Posted on May 24, 2020 by Jon Awbrey

Examples from Semiotics

The study of signs — the full variety of significant forms of expression — in relation to all the affairs signs are significant of, and in relation to all the beings signs are significant to, is known as semiotics or the theory of signs.  As described, semiotics treats of a 3-place relation among signs, their objects, and their interpreters.

The term semiosis refers to any activity or process involving signs.  Studies of semiosis focusing on its abstract form are not concerned with every concrete detail of the entities acting as signs, as objects, or as agents of semiosis, but only with the most salient patterns of relationship among those three roles.  In particular, the formal theory of signs does not consider all the properties of the interpretive agent but only the more striking features of the impressions signs make on a representative interpreter.  From a formal point of view this impact or influence may be treated as just another sign, called the interpretant sign, or the interpretant for short.  A triadic relation of this type, among objects, signs, and interpretants, is called a sign relation.

■ Objective 1 ■
According to the passage on semiotics, what is a triadic relation among objects, signs, and interpretants called?
■ Objective 2 ■
Extend the passage on semiotics with further writing that follows on from its last sentence.

■ Data records ■
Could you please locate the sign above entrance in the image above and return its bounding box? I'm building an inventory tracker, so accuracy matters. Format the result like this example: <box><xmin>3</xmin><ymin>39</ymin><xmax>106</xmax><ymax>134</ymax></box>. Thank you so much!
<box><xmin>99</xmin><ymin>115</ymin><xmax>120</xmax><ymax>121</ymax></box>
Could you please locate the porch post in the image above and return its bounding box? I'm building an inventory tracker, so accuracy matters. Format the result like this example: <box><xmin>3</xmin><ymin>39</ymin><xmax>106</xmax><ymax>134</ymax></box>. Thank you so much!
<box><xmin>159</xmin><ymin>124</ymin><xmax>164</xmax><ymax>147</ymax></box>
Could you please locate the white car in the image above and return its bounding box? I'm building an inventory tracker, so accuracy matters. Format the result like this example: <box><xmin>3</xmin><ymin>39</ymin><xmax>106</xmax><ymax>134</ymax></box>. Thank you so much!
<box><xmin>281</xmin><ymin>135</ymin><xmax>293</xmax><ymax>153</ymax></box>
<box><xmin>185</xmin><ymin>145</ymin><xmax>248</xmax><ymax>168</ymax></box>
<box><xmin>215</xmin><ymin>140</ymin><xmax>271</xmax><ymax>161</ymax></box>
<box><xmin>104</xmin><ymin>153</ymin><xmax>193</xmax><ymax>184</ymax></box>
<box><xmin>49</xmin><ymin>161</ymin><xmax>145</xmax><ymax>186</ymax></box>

■ Exercise answer 1 ■
It is called a sign relation.

■ Exercise answer 2 ■
For example, consider the aspects of sign use involved when two people, say Ann and Bob, use their own proper names, “Ann” and “Bob”, along with the pronouns, “I” and “you”, to refer to themselves and each other.  For brevity, these four signs may be abbreviated to the set \{ {}^{\backprime\backprime} \mathrm{A} {}^{\prime\prime}, {}^{\backprime\backprime} \mathrm{B} {}^{\prime\prime}, {}^{\backprime\backprime} \mathrm{i} {}^{\prime\prime}, {}^{\backprime\backprime} \mathrm{u} {}^{\prime\prime} \}.  The abstract consideration of how \mathrm{A} and \mathrm{B} use this set of signs leads to the contemplation of a pair of triadic relations, the sign relations L_\mathrm{A} and L_\mathrm{B}, reflecting the differential use of these signs by \mathrm{A} and \mathrm{B}, respectively.

Each of the sign relations L_\mathrm{A} and L_\mathrm{B} consists of eight triples of the form (x, y, z), where the object x belongs to the object domain O = \{ \mathrm{A}, \mathrm{B} \}, the sign y belongs to the sign domain S, the interpretant sign z belongs to the interpretant domain I, and where it happens in this case that S = I = \{ {}^{\backprime\backprime} \mathrm{A} {}^{\prime\prime}, {}^{\backprime\backprime} \mathrm{B} {}^{\prime\prime}, {}^{\backprime\backprime} \mathrm{i} {}^{\prime\prime}, {}^{\backprime\backprime} \mathrm{u} {}^{\prime\prime} \}.  The union S \cup I is often referred to as the syntactic domain, but in this case S = I = S \cup I.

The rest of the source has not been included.